━━━━━ Entries shown
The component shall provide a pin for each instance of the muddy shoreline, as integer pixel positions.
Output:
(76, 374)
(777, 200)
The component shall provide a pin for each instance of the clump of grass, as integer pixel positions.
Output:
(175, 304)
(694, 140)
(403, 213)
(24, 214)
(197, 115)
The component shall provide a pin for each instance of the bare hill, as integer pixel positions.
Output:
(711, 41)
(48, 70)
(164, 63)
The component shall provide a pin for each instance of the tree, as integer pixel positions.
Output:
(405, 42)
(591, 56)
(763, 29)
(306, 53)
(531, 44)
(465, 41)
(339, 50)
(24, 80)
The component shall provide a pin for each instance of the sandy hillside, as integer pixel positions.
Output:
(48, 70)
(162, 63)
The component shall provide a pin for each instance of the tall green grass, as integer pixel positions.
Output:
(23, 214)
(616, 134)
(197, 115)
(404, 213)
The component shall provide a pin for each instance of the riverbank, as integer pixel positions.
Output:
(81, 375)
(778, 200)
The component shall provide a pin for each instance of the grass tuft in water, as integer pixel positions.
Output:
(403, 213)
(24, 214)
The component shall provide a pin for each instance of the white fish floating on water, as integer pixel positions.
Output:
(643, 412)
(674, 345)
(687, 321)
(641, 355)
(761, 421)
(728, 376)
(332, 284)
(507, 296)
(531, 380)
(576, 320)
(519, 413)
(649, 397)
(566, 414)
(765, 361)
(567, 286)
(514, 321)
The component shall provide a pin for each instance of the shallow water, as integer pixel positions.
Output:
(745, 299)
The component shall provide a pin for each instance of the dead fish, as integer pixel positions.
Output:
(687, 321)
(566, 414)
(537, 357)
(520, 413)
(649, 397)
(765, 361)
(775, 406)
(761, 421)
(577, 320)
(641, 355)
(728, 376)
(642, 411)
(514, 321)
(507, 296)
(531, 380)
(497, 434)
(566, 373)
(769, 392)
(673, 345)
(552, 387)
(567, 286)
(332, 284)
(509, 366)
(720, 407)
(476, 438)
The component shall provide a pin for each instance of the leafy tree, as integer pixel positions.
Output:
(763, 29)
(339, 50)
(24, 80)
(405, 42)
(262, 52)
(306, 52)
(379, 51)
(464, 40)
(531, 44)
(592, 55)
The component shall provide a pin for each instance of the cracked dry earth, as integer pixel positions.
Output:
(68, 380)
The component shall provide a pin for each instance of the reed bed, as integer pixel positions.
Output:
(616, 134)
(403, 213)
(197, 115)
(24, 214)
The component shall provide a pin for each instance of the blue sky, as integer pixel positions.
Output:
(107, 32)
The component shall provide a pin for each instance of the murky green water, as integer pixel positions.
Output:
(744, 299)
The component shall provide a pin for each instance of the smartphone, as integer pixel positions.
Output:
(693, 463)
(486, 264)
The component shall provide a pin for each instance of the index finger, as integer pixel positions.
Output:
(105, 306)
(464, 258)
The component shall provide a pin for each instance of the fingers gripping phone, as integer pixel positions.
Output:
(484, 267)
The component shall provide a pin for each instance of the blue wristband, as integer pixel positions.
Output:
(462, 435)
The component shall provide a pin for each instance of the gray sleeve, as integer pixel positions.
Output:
━━━━━━━━━━
Brief: When a line among the entries contains "grass", pull that line out.

Problem solution:
The component shall provide a pin for each instance of the clump of grass, as integer pixel positions.
The component shall provide a pin for each instance of the tall green grass, as integer pixel positions.
The component shall provide a pin for each instance of the grass tuft in water, as integer pixel positions.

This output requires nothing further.